Given passage:
=======
# Word Embeddings

In [None]:
import gensim.downloader as api
import numpy as np

# Get the interactive Tools for Matplotlib
%matplotlib notebook
%matplotlib inline
import matplotlib.pyplot as plt
plt.style.use('ggplot')

from sklearn.manifold import TSNE
from sklearn.decomposition import PCA

wv = api.load('word2vec-google-news-300')

## Word Vectors

In [None]:
# Gensim version 4: Change vocab to key_to_index
# Reference: https://github.com/RaRe-Technologies/gensim/wiki/Migrating-from-Gensim-3.x-to-4
for i, word in enumerate(wv.key_to_index):
    if i == 10:
        break
    print(word)


In [None]:
wv


In [None]:
vec_king = wv['king']
print(vec_king)

## Words Similarity

In [None]:
pairs = [
    ('car', 'minivan'),   # a minivan is a kind of car
    ('car', 'bicycle'),   # still a wheeled vehicle
    ('car', 'airplane'),  # ok, no wheels, but still a vehicle
    ('car', 'cereal'),    # ... and so on
    ('car', 'communism'),
]
for w1, w2 in pairs:
    print('%r\t%r\t%.2f' % (w1, w2, wv.similarity(w1, w2)))

In [None]:
print(wv.most_similar(positive=['car', 'minivan'], topn=5))
=======
Task statement: Can you reproduce the part of the word embeddings notebook that opens with "wv = api.load('word2vec-google-news-300')" and closes with "print(word)", renaming "wv" to "model" everywhere it appears?

Data excerpt:
=======
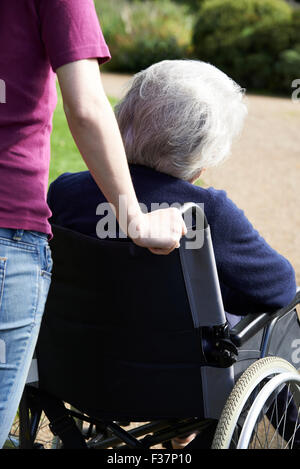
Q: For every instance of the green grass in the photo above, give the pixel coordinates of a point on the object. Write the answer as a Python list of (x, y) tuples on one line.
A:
=======
Response to the task:
model = api.load('word2vec-google-news-300')

## Word Vectors

In [None]:
# Gensim version 4: Change vocab to key_to_index
# Reference: https://github.com/RaRe-Technologies/gensim/wiki/Migrating-from-Gensim-3.x-to-4
for i, word in enumerate(model.key_to_index):
    if i == 10:
        break
    print(word)